_Task item_
Nothing in the records should differ when you write them out again.

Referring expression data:
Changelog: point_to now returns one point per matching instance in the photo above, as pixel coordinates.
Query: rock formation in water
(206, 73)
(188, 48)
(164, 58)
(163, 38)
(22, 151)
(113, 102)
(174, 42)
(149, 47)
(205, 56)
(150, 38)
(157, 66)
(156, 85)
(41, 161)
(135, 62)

_Task result_
Changelog: point_to now returns one point per matching instance in the photo above, as pixel coordinates.
Query: rock formation in water
(206, 73)
(188, 48)
(164, 58)
(163, 38)
(22, 151)
(113, 102)
(174, 42)
(149, 47)
(205, 56)
(150, 38)
(157, 66)
(156, 85)
(41, 161)
(135, 62)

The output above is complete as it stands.